# Canon 7d up grade to 5d mark II



## scooterthepup (Sep 3, 2012)

I have a Canon 7D with the 28 to 135 lens, the lens is total crap have never got a sharp picture out in over a year of use, I was going to buy the 24 to 105 L lens, and later up grade to a full frame camera. but I saw you can save  a ton of money buying the Mark II with the lens together. I know the 7D is a newer design and has a lot of better features, but all I here about is full frame cameras, I dont need 8 frames per sec. and have never used the built  leveling .Will I be dissapointed if I buy the Mark II.   The compearsons I have read are leaning to the 7D with only the advantage to the 5d being it is full frame. My main interest is getting sharp pictures.  Thanks for reading this long post    and the Mark III is out of my price range


----------



## Mach0 (Sep 3, 2012)

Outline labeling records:
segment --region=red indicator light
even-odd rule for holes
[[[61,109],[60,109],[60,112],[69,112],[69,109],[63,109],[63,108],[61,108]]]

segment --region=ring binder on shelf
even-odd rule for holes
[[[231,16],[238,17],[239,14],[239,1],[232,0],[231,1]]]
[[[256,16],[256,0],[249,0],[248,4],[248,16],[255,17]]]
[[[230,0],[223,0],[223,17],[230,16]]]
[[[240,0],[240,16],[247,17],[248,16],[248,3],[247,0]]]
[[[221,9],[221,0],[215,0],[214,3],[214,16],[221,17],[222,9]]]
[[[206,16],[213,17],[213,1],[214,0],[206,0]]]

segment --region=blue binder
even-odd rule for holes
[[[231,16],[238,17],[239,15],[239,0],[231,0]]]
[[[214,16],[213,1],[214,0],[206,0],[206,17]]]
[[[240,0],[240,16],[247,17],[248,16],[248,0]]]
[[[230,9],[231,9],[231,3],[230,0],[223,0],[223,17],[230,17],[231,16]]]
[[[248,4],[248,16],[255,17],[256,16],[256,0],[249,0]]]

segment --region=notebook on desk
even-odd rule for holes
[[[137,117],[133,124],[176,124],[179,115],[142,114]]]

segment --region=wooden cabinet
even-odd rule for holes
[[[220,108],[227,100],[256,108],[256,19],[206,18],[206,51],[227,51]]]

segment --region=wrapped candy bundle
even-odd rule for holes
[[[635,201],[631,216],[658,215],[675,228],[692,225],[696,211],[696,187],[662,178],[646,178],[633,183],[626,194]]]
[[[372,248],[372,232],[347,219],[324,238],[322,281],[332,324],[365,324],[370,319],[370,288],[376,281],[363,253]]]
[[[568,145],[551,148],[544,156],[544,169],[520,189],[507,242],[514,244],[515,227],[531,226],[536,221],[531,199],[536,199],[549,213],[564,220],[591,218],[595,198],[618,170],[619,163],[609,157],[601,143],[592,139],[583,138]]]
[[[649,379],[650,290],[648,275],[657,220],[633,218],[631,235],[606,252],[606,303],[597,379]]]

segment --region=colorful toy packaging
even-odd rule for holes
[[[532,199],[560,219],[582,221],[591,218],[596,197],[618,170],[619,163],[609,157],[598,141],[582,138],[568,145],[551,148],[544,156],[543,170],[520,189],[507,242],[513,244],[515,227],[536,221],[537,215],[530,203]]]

# The exercise:
From the forum thread on upgrading a Canon 7D, write out word for word the passage starting with "# Canon 7d up" and going on through "Mach0 (Sep 3, 2012)".

# Result of this exercise:
# Canon 7d up grade to 5d mark II



## scooterthepup (Sep 3, 2012)

I have a Canon 7D with the 28 to 135 lens, the lens is total crap have never got a sharp picture out in over a year of use, I was going to buy the 24 to 105 L lens, and later up grade to a full frame camera. but I saw you can save  a ton of money buying the Mark II with the lens together. I know the 7D is a newer design and has a lot of better features, but all I here about is full frame cameras, I dont need 8 frames per sec. and have never used the built  leveling .Will I be dissapointed if I buy the Mark II.   The compearsons I have read are leaning to the 7D with only the advantage to the 5d being it is full frame. My main interest is getting sharp pictures.  Thanks for reading this long post    and the Mark III is out of my price range


----------



## Mach0 (Sep 3, 2012)